● **ITEMS**:
......

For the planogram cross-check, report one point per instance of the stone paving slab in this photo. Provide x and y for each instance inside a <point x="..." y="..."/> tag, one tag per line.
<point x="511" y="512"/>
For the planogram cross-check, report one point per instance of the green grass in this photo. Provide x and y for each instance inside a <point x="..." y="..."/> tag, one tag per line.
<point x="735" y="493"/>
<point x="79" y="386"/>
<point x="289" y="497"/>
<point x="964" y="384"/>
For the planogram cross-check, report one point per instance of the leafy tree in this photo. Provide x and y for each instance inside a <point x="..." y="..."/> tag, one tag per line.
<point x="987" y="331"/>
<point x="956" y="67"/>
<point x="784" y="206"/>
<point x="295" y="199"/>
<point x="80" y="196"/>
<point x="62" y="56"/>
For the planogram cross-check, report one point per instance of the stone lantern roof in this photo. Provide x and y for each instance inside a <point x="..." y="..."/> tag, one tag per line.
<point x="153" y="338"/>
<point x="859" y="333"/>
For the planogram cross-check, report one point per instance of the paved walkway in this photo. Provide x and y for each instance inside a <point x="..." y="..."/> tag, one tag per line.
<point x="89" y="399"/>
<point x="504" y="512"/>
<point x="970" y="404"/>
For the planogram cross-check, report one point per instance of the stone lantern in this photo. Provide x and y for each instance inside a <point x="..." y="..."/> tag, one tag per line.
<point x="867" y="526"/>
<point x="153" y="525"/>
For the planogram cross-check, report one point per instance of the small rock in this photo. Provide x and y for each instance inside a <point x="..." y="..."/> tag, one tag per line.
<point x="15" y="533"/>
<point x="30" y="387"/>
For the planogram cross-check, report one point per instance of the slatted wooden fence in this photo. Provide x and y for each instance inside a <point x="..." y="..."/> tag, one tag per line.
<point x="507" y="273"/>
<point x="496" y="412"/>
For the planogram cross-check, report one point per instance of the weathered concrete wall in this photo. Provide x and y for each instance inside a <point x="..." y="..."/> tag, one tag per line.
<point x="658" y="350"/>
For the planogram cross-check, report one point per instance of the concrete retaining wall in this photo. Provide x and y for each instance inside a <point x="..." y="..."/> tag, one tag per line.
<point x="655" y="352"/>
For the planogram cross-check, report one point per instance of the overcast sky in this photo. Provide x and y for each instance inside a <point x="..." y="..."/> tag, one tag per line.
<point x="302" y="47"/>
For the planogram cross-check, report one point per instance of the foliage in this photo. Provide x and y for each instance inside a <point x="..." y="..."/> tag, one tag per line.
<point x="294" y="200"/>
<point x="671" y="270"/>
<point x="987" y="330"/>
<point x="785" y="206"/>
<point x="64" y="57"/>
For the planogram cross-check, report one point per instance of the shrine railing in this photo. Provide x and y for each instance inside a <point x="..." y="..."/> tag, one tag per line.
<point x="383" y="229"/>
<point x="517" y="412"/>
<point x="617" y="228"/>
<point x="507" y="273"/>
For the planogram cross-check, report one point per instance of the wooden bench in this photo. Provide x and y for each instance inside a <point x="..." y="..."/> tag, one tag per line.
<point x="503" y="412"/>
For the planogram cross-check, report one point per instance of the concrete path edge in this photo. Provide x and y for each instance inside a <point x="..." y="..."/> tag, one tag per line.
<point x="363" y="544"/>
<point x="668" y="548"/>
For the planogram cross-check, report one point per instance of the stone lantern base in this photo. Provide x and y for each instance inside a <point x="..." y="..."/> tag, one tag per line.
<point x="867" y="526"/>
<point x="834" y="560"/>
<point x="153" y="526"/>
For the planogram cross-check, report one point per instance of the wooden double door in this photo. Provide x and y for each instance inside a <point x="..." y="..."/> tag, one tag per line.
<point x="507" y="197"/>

......

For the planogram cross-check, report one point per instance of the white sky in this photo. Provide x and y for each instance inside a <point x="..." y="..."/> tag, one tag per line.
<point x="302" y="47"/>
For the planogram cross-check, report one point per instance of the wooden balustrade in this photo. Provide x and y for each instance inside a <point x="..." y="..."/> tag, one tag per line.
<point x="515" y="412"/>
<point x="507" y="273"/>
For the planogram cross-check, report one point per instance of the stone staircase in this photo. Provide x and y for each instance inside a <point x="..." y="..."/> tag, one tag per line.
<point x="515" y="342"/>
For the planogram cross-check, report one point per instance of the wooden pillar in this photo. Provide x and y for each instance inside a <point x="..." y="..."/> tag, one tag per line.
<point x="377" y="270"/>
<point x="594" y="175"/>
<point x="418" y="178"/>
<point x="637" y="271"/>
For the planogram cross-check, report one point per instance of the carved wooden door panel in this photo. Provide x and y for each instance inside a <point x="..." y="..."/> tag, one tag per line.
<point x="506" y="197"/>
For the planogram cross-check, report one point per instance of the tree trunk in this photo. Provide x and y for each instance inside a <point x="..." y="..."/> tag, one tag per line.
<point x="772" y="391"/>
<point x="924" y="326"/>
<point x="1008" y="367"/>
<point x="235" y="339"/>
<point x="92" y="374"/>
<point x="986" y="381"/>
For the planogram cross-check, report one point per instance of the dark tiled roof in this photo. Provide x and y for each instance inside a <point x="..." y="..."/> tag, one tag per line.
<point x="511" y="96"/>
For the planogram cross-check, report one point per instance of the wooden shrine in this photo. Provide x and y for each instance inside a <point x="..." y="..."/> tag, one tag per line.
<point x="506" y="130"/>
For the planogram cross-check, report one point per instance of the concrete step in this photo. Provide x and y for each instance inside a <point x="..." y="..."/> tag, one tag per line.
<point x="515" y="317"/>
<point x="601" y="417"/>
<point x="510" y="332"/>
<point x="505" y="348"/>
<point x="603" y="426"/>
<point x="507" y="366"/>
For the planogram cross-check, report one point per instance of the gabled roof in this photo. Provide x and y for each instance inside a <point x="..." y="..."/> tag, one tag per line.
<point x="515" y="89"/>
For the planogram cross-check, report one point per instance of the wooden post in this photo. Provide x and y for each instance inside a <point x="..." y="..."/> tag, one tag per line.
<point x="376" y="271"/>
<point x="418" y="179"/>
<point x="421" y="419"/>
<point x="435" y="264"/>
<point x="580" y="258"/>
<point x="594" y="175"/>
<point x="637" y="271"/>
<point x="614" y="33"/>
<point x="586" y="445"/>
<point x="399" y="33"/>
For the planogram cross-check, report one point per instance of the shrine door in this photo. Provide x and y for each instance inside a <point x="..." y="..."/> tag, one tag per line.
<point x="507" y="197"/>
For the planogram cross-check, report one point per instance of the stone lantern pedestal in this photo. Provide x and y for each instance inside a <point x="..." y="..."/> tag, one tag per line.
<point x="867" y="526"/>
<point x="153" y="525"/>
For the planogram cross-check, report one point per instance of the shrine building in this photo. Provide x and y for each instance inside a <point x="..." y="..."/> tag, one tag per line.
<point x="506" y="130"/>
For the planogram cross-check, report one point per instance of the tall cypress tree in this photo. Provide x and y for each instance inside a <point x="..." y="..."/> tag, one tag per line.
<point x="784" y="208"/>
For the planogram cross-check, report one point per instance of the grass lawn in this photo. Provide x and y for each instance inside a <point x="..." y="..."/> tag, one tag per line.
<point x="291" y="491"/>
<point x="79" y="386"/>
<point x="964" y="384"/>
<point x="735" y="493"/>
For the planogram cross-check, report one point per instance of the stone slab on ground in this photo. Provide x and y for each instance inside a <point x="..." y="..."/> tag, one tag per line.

......

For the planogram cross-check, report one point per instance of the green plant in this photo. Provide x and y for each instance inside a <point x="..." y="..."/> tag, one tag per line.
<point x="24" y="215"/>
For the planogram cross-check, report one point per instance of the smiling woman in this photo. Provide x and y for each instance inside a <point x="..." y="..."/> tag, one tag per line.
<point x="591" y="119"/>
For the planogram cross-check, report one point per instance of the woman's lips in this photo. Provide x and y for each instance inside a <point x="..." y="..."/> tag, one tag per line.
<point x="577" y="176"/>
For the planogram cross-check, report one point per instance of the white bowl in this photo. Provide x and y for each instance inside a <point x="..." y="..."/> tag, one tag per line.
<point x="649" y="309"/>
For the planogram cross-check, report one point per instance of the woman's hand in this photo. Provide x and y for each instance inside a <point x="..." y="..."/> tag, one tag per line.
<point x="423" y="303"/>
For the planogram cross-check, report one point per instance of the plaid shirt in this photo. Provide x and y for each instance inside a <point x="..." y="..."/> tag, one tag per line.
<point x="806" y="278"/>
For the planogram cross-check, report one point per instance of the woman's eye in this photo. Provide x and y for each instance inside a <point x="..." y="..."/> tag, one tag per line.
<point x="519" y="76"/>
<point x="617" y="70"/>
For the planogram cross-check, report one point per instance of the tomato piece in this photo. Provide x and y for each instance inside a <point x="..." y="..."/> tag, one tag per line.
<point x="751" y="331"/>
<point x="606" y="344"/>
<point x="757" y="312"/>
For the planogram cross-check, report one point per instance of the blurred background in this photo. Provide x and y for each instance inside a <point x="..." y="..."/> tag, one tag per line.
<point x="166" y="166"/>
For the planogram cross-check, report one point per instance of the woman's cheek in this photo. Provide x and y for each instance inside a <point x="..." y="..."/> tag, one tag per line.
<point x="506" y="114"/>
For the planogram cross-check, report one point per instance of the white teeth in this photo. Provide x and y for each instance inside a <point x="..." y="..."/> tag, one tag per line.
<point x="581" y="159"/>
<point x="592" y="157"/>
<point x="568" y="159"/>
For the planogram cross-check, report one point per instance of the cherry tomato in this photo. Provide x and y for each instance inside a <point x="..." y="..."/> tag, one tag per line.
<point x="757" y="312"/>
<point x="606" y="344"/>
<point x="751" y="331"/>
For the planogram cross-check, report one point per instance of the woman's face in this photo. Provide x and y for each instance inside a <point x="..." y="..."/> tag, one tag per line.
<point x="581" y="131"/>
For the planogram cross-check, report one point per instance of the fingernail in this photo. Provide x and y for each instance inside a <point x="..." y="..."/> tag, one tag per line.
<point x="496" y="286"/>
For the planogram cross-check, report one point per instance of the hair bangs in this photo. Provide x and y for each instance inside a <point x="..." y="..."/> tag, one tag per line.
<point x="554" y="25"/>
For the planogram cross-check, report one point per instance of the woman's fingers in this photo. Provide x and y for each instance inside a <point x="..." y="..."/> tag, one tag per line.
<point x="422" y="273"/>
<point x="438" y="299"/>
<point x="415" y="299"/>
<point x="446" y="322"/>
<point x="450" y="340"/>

......

● **PROBLEM TO WORK ON**:
Can you copy out everything from the line containing "of the grass" down to the line containing "the stone slab", both included, with the item wording kept the same, and scale every x and y coordinate in the answers by 2, rounding to whole numbers with halves going up?

● **TASK OUTPUT**:
For the planogram cross-check, report one point per instance of the grass lawn in this photo. Provide x and y for each instance inside a <point x="..." y="..."/> tag, one tag per line.
<point x="582" y="982"/>
<point x="158" y="772"/>
<point x="1928" y="768"/>
<point x="1470" y="986"/>
For the planogram cross-check, report one point per instance of the stone slab on ground in this photo. Provide x and y for each instance inside a <point x="..." y="..."/> tag, one tag per line.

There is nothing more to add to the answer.